The festival of the arts is a so-called “Cultural Olympics” that beginning 2010 is taking place annually in Sochi. Alex Molchanovsky

Over the four years immediately preceding the 2014 Winter Olympic Games, the Culture Ministry has taken it upon itself to provide the host city of Sochi with a so-called "Cultural Olympics." This year, as in both 2010 and 2011, a major event on the latter Olympics' schedule has been the International Winter Festival of the Arts, under the artistic direction of violist and conductor Yury Bashmet. Dropping in on the festival for the second year running, I had a chance to see and hear most of what it had to offer during its first four days.

While the festival was principally focused on concerts of classical music, most of them featuring Bashmet either as violist or as conductor of Novaya Rossia State Symphony Orchestra and the Soloists of Moscow chamber orchestra, it also included an evening of ballet, appearances by Emir Kusturica and his No Smoking Orchestra and French jazz violinist Jean-Luc Ponty, a reading by poet Vera Polozkova of her own works, a performance by Moscow's Vakhtangov Theater, a retrospective of films by Finnish director Aki Kaurismaki and exhibitions of video art, jewelry and cinema posters.

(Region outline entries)
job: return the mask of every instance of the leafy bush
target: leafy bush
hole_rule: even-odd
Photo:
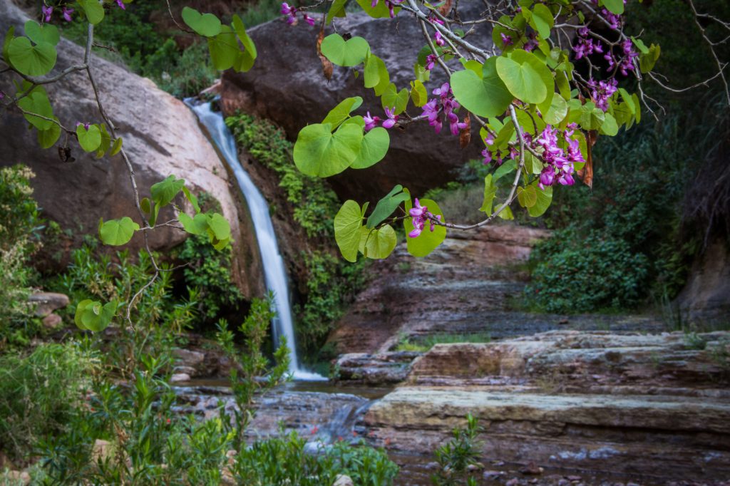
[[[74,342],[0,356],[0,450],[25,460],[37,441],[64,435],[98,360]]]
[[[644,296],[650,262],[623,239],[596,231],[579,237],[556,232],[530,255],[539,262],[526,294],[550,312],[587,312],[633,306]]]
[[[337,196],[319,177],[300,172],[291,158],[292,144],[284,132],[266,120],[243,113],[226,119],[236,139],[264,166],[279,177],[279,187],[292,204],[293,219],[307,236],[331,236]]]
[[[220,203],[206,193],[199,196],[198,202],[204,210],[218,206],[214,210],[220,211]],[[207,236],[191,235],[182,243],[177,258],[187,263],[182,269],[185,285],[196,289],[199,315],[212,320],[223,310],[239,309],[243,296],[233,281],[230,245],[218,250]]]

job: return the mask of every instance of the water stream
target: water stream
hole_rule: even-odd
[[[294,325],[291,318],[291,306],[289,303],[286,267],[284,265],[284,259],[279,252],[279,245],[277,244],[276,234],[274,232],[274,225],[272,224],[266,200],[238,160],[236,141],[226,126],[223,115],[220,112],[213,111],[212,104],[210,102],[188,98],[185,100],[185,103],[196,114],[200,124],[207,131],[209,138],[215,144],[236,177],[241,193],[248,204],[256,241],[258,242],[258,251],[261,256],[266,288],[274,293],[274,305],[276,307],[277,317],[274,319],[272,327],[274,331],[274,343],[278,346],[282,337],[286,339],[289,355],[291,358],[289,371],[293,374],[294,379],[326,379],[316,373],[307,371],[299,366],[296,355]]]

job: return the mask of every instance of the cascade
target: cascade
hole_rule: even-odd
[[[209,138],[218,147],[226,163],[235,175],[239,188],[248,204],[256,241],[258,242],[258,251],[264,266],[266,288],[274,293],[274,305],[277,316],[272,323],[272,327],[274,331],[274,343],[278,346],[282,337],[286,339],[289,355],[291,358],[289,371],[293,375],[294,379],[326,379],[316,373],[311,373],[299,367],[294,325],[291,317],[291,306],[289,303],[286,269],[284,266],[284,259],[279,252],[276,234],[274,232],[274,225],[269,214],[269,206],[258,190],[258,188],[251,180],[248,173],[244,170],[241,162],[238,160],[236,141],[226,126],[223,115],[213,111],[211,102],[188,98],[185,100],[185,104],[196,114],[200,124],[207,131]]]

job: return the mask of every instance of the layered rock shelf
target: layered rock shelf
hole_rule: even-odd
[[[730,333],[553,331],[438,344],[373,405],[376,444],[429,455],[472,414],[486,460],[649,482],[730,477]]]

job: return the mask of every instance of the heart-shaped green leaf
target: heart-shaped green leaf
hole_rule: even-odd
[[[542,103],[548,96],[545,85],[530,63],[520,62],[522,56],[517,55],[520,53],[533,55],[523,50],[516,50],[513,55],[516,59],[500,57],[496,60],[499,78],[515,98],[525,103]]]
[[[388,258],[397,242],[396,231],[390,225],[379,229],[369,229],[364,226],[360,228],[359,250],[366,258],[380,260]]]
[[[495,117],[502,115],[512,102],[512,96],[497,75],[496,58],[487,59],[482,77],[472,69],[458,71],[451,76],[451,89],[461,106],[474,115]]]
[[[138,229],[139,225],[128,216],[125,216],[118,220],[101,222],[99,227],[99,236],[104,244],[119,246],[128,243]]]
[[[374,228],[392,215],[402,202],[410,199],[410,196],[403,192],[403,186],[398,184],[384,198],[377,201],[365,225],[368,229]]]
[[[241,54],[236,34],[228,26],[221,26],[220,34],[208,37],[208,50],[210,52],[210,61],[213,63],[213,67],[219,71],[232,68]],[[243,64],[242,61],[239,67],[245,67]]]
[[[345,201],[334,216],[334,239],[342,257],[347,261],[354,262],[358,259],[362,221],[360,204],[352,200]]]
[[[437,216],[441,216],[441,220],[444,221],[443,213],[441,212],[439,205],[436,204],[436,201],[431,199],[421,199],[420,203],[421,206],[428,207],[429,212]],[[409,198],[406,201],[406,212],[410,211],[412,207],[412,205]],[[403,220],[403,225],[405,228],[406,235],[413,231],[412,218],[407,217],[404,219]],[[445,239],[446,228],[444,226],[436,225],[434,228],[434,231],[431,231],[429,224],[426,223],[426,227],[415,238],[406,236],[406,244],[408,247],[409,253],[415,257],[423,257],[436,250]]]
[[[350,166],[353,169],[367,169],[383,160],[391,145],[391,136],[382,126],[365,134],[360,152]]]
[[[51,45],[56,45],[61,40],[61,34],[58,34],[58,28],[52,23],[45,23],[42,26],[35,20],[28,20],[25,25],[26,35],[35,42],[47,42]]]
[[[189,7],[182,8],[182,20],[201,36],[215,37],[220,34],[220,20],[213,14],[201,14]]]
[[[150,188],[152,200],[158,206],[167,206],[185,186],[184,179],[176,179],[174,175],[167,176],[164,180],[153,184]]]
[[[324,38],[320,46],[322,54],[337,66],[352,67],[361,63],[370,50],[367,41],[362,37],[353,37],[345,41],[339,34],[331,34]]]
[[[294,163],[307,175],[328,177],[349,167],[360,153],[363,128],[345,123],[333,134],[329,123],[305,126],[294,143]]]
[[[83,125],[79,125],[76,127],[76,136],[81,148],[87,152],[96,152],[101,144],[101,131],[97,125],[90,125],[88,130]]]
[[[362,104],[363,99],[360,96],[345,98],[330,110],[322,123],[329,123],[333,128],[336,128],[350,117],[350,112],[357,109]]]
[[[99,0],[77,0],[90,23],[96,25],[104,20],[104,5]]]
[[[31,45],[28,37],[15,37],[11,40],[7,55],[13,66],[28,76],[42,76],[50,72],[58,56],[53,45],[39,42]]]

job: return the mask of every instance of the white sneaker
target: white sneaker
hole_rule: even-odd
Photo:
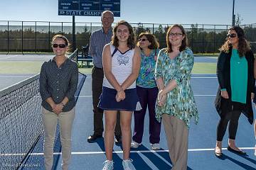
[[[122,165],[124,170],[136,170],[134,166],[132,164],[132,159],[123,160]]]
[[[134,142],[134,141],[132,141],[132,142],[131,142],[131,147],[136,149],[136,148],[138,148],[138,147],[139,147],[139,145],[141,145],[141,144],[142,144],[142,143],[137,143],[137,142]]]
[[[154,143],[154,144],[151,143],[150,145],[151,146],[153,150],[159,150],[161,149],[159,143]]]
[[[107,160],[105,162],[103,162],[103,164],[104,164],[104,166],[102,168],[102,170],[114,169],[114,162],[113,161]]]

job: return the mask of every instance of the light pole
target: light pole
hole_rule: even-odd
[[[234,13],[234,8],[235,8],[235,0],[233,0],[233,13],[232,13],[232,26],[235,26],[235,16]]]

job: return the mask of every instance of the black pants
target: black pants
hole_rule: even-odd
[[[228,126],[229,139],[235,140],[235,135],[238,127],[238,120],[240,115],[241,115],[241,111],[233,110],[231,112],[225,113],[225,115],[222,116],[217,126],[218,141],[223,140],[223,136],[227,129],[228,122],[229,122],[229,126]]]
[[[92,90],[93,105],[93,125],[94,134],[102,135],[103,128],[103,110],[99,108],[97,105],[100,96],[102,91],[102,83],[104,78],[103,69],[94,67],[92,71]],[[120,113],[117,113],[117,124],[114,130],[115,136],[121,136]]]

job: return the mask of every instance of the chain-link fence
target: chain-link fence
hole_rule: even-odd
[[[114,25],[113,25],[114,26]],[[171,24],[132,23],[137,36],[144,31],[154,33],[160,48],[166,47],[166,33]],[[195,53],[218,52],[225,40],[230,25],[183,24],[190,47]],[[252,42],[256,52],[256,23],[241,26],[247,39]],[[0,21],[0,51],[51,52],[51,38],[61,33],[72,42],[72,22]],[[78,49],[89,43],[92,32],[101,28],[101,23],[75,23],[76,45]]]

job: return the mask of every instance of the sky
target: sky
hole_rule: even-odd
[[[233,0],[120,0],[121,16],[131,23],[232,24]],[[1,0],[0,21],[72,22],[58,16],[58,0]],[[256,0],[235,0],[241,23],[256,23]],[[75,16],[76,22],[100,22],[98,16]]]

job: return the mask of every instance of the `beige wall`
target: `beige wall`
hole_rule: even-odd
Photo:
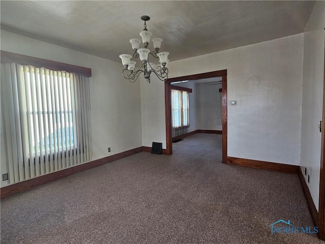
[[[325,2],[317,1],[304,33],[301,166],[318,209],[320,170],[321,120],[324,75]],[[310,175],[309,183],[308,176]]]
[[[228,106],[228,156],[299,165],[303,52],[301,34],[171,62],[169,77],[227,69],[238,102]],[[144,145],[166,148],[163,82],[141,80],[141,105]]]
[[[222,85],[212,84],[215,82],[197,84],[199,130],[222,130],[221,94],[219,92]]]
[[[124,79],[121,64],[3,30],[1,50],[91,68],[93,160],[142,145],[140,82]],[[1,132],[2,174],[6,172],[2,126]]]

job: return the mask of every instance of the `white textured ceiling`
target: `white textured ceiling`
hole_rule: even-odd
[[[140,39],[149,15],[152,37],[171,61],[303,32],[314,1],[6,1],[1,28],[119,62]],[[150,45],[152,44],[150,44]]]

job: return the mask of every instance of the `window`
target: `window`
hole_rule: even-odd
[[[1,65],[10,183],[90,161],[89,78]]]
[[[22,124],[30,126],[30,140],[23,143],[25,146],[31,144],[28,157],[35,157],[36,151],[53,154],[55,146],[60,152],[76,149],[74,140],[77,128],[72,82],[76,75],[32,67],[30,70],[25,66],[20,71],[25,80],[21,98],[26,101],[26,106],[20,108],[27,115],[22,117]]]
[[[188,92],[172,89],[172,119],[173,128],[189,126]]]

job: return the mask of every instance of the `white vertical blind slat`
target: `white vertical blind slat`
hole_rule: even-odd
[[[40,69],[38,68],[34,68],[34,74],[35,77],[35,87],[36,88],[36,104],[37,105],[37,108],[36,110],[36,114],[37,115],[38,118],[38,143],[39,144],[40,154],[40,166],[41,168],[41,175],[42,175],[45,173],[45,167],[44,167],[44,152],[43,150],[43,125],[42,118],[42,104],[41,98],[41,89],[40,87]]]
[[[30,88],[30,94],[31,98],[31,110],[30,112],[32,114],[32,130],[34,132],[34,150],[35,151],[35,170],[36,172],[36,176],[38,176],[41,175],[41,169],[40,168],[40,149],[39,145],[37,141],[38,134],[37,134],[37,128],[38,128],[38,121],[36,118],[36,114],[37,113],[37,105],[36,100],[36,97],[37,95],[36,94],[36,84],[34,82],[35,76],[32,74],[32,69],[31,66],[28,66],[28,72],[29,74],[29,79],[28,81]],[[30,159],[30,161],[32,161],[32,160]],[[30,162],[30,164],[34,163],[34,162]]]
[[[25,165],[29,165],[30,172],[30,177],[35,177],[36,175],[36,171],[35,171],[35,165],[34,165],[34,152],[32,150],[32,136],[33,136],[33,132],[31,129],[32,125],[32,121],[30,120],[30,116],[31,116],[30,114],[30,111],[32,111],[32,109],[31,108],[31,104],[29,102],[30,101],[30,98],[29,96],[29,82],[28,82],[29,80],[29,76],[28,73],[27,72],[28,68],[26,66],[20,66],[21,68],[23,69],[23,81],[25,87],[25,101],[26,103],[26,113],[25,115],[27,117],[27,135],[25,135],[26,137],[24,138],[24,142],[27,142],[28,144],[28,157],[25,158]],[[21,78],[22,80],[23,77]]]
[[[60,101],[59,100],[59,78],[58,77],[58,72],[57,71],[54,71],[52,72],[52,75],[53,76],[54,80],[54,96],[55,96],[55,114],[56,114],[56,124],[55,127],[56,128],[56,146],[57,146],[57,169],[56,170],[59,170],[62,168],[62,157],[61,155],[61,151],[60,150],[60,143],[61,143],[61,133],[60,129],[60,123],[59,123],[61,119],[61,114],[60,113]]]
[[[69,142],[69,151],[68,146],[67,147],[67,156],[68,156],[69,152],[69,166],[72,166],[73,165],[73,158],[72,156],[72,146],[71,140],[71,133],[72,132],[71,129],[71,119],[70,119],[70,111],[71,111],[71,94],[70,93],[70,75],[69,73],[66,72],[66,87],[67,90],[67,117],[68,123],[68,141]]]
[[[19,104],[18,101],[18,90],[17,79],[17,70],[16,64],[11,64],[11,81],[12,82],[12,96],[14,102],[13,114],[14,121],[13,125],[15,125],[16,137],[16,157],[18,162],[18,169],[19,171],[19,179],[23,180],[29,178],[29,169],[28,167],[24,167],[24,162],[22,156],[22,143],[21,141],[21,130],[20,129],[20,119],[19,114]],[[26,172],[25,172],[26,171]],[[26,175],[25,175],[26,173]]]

• Given task 1
Reproduce the stretch of the Sochi arts festival piece from "While the festival was" through "jewelry and cinema posters.".
• Given task 2
List the subjects of the exhibitions that the Sochi arts festival piece says the festival included.
• Given task 3
Write what comes next in the Sochi arts festival piece, continuing after its final sentence.

• Exercise output 1
While the festival was principally focused on concerts of classical music, most of them featuring Bashmet either as violist or as conductor of Novaya Rossia State Symphony Orchestra and the Soloists of Moscow chamber orchestra, it also included an evening of ballet, appearances by Emir Kusturica and his No Smoking Orchestra and French jazz violinist Jean-Luc Ponty, a reading by poet Vera Polozkova of her own works, a performance by Moscow's Vakhtangov Theater, a retrospective of films by Finnish director Aki Kaurismaki and exhibitions of video art, jewelry and cinema posters.

• Exercise output 2
video art, jewelry, cinema posters

• Exercise output 3
Opening night on Feb. 3 found the Novaya Rossia players on stage at Sochi's Stalinist Imperial-style Winter Theater, playing a marathon of a concert, mostly under Bashmet's baton. The highlight of the program, beyond any doubt, was the performance by Maxim Vengerov — his first since 1999 — of Pyotr Tchaikovsky's Concerto for Violin and Orchestra. Four years ago, having well established himself as one of world's leading violinists, Vengerov put aside his instrument and turned to conducting. But in May 2011, while not forsaking the orchestral podium, he again took up the violin. To judge by his idiomatically Russian-sounding account of the Tchaikovsky concerto, he seems completely back in form, which is good news indeed for the many who admired his playing in the past.

Virtuoso French horn playing is practically nonexistent in Russia. So it was a special pleasure the same evening to hear one of the great present-day masters of the instrument, Croatian-born Radovan Vlatkovic, in a stunning account of Carl Maria von Weber's extraordinarily difficult Concertino for Horn and Orchestra. Also of particular note on the opening program was the quite gorgeous singing of Bolshoi Theater soprano Dinara Aliyeva in arias from operas by Jules Massenet, Francesco Cilea and Giuseppe Verdi.

Things turned rather weird on the third night of the festival with a performance of Bashmet's adaptation of Tchaikovsky's "Eugene Onegin," which turned out to be simply a series of excerpts, in very semi-staged form, strung together with readings from Alexander Pushkin's novel in verse on which the opera is based. Apart from some fine singing by Aliyeva, as Tatyana, and Bolshoi bass Dmitry Beloselsky, as Gremin, it all proved quite disappointing and, at times, downright ludicrous.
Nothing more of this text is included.